Task brief:
Write out exactly the lines running from the line that includes "negative clicks: (32, 41)" to the end of the data, both ends included, and nothing besides.

─── Extracted material ───

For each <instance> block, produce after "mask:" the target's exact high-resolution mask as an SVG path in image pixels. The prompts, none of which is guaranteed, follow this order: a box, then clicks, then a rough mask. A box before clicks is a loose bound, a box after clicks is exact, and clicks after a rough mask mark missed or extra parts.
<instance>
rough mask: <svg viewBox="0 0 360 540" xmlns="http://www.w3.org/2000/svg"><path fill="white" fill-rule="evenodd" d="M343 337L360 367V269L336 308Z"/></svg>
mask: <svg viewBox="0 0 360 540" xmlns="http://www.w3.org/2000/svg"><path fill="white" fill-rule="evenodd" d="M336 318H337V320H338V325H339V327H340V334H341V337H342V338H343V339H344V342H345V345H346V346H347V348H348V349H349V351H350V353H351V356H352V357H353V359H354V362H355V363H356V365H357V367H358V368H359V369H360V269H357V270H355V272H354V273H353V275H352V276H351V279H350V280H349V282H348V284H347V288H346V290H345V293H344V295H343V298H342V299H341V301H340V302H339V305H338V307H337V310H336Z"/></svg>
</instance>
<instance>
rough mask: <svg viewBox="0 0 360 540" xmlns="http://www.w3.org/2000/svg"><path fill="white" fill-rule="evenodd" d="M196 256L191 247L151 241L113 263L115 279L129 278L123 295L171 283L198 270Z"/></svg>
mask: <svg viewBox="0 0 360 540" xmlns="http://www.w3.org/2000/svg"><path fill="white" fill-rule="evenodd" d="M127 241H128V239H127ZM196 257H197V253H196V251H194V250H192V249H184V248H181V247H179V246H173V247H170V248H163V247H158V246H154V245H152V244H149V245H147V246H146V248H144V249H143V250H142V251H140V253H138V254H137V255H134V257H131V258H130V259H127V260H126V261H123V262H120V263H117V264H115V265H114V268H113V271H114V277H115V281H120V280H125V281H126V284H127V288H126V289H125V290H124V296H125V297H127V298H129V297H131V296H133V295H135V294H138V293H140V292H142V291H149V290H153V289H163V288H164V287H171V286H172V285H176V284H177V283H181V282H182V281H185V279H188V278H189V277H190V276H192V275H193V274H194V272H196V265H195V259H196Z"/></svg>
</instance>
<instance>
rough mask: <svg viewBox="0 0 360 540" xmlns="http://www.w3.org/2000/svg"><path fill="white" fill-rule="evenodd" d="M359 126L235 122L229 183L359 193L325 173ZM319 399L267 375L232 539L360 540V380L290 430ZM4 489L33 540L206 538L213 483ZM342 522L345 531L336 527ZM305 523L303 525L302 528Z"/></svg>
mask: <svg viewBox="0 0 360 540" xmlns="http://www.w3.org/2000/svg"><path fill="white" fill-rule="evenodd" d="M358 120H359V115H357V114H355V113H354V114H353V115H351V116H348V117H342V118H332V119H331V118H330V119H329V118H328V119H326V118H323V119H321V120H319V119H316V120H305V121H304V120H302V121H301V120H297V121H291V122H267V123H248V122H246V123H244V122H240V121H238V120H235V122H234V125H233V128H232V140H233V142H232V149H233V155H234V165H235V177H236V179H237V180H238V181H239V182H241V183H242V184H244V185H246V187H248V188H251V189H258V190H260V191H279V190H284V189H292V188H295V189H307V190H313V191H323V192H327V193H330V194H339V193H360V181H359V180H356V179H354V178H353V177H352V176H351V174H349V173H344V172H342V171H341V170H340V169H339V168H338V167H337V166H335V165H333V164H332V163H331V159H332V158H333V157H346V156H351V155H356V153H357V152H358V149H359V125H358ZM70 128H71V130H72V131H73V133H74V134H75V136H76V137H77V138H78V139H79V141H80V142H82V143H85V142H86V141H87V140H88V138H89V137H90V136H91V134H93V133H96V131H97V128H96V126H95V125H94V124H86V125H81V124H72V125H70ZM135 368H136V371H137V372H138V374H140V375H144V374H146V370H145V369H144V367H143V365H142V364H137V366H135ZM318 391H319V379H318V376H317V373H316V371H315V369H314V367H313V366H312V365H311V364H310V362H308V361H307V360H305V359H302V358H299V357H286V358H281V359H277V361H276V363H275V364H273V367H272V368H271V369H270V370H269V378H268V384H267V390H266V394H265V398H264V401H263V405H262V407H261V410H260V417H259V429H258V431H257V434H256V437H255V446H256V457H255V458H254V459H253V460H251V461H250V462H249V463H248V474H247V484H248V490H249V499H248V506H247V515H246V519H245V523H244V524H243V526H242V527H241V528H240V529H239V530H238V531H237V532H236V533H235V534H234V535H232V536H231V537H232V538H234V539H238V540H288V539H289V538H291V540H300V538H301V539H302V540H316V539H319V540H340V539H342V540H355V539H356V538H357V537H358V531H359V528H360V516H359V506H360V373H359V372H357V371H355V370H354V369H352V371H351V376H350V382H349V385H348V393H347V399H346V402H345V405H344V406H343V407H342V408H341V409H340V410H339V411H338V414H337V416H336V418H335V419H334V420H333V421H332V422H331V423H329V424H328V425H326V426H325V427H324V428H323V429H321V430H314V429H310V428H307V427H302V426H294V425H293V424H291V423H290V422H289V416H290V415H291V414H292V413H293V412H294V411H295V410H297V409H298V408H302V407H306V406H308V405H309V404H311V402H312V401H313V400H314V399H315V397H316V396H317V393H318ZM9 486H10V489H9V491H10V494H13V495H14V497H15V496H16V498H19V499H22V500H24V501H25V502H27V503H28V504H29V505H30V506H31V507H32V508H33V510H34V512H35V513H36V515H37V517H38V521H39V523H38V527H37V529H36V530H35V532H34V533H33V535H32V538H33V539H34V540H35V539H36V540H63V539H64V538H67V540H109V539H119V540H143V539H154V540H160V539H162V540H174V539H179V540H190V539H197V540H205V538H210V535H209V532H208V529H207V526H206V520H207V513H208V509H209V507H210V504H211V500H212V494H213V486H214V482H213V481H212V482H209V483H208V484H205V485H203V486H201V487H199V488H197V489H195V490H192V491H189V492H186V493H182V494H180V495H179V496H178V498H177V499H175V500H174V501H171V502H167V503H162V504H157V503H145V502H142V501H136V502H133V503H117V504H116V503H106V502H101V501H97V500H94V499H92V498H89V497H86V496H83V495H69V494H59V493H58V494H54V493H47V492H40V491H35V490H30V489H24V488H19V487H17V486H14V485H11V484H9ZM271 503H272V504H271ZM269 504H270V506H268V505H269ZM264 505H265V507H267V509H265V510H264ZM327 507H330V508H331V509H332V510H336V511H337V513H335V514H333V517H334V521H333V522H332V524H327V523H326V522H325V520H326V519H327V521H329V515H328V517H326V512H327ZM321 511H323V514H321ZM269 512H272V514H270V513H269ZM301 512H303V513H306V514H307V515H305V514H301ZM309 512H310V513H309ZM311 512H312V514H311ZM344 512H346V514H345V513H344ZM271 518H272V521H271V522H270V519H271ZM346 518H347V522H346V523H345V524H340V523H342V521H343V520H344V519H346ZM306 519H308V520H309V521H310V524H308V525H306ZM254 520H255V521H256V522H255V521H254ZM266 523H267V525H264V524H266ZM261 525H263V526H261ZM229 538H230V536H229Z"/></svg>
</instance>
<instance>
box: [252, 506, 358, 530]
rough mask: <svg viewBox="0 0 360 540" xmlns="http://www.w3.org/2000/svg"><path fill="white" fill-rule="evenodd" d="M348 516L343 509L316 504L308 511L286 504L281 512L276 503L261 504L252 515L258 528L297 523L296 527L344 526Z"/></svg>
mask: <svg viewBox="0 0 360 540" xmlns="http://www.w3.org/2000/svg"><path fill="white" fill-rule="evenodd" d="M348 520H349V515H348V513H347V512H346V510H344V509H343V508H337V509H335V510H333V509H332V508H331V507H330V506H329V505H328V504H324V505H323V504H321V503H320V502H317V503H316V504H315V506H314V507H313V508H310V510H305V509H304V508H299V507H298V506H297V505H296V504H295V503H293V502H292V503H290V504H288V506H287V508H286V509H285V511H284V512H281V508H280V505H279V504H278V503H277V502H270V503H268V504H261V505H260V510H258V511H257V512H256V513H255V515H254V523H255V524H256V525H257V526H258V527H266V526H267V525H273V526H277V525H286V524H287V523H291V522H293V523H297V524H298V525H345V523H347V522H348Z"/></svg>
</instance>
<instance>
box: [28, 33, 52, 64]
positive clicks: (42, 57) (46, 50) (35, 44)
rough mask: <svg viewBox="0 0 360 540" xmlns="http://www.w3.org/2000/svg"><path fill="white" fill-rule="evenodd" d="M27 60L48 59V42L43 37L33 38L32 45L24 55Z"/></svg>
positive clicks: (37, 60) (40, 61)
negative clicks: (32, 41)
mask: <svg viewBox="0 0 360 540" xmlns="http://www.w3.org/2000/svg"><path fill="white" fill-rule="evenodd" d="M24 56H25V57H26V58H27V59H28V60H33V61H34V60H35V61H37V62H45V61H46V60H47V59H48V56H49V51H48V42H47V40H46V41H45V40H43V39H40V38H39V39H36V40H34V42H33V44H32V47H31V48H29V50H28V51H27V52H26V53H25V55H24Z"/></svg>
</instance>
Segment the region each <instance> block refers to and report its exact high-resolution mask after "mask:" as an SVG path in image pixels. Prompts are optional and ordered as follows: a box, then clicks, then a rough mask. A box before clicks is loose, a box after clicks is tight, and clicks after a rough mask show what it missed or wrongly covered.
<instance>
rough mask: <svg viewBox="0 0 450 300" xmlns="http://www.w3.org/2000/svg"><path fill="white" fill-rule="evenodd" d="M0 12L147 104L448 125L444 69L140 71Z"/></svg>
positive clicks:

───

Result below:
negative clicks: (32, 41)
mask: <svg viewBox="0 0 360 540" xmlns="http://www.w3.org/2000/svg"><path fill="white" fill-rule="evenodd" d="M24 56H25V57H26V58H27V59H28V60H33V61H34V60H35V61H37V62H45V61H46V60H47V59H48V56H49V51H48V42H47V40H46V41H45V40H43V39H40V38H39V39H36V40H34V42H33V44H32V47H31V48H29V50H28V51H27V52H26V53H25V55H24Z"/></svg>
</instance>
Segment the region each <instance> block refers to and report its exact high-resolution mask after "mask:" as an SVG path in image pixels. Prompts are optional and ordered as follows: a box, then clicks, then a rough mask. A box before clicks is loose, a box after clicks is tight, and clicks after a rough mask show what it missed or wrongly covered.
<instance>
rough mask: <svg viewBox="0 0 450 300" xmlns="http://www.w3.org/2000/svg"><path fill="white" fill-rule="evenodd" d="M0 12L147 104L448 125L444 69L140 71Z"/></svg>
positive clicks:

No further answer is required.